======== PASSAGE SHOWN ========

8/10 Oh now this is interesting – what they’ve done is, they’ve taken a movie that was made with an all-male cast, and remade it with an all-female cast instead, and then the trailer didn’t suck, and then the movie didn’t suck, and then the distribution company didn’t turn it into a months-long catastrophe by responding only to the misogynistic aspect of the reception and deliberately ignoring any valid criticisms of their terrible, terrible film.
That’s a really interesting strategy.
After five years and change in prison, Debbie Ocean (Sandra Bullock), sister to the late Danny Ocean (George Clooney), has planned an impossible heist. With the next year’s Met Gala themed around European royalty, Ocean assembles an all-star cast (Cate Blanchett, Mindy Kaling, Sarah Paulson, Awkwafina, Rhianna and Helena Bonham Carter) to ensure the presence of and steal the Toussaint, a $150 million diamond necklace associated with the Crown Jewels.
Breezy, glitzy and distinctly feminine, Ocean’s 8 is everything you want from a high-production quality girl’s night out movie.

========

» PROBLEMS TO SOLVE:
- A) Which actors does the Ocean's 8 review name in parentheses as the all-star cast that Debbie Ocean assembles?
- B) Carry on writing the Ocean's 8 review from its last sentence.
The listing that comes next has nothing to do with the review.

======== MATERIAL SUPPLIED ========

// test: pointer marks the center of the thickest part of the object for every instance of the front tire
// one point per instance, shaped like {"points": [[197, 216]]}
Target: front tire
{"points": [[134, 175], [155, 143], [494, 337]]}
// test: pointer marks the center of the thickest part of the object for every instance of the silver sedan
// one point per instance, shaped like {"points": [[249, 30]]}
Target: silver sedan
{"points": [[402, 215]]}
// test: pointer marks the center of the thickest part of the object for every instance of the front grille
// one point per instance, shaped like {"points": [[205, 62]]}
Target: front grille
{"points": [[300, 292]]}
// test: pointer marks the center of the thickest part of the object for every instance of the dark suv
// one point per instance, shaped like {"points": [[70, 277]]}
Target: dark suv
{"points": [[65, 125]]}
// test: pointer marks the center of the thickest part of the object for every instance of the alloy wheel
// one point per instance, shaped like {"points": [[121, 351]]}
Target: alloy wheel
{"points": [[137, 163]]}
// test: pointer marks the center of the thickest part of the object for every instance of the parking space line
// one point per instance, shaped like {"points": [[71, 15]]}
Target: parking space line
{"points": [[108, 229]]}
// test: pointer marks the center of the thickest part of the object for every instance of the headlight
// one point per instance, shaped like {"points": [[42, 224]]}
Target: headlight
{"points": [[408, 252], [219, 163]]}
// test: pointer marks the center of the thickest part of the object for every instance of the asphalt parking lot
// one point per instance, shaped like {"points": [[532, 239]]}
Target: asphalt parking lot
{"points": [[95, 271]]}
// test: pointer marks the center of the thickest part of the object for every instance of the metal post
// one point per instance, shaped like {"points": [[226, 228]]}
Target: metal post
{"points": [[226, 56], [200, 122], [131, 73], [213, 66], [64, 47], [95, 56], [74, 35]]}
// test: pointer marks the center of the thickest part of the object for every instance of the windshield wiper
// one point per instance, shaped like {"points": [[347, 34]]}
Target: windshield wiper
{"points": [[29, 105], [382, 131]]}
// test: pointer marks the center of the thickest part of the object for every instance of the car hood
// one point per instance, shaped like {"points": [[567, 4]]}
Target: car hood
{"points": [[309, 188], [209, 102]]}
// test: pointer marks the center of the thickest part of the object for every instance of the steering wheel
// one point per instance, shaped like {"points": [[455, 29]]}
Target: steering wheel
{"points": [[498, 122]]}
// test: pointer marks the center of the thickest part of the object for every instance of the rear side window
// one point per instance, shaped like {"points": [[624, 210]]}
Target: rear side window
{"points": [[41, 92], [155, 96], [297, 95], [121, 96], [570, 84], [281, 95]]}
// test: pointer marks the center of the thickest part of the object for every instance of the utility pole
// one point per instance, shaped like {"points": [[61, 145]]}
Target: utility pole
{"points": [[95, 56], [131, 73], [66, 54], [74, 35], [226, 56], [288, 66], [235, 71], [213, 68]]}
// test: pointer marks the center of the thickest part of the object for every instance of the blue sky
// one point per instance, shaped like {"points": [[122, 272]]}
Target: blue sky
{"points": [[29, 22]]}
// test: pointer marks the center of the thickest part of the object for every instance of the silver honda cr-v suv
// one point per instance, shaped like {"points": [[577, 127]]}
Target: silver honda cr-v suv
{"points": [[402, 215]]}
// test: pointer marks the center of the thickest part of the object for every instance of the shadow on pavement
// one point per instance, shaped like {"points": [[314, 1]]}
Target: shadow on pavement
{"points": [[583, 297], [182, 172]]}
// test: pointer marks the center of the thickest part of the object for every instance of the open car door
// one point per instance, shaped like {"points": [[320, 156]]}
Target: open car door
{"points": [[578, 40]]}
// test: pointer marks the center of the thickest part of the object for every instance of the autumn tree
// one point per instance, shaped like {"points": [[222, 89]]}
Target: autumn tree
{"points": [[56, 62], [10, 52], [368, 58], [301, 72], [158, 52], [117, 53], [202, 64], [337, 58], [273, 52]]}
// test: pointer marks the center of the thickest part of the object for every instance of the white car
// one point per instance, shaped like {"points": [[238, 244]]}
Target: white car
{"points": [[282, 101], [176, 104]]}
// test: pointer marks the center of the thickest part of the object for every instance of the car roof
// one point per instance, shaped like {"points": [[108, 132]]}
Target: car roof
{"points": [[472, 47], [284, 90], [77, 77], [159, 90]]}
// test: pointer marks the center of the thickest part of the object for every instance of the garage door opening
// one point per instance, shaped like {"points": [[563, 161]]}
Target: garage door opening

========

» RESULTS OF THE EXERCISE:
- A) Cate Blanchett, Mindy Kaling, Sarah Paulson, Awkwafina, Rhianna and Helena Bonham Carter.

- B)
What’s striking is how straightforwardly the transition is applied. There’s very little about the new characters that’s tied to gender, but the film itself is drenched in feminine appeal. Some of this comes from the dress-up game of the Gala – the movie harbors a pleasantly surprising amount of venom for the fashion journalism industry – but a lot of it comes from how simply it’s all executed. The main body of the movie is short, silly problem-solving scenes leading up to the heist with a full cast of charismatic actresses having fun and doing their thing.
Performances seem to dictate the tone and pace of the movie, with camerawork and technical elements mostly taking a back seat. Though the presence of legends like Anne Hathaway and Carter certainly go a long way, the movie benefits greatly from strong performances from its lower-tier talent.
As with certain other movies, the gender-swap doesn’t extend to the director’s chair – the job went to Seabiscuit director Gary Ross. There was some outrage, rightly, when he was announced, which died down pretty quickly, not rightly, when Olivia Milch was attached as a co-writer. Changing the gender or color of the cast is good for representation, and representation does mean something, but true diversity is not going to come to Hollywood until it comes regularly to the director’s chair, and it won’t come to this country until the stories we tell and the culture that forms from them come from a more diverse pool of storytellers.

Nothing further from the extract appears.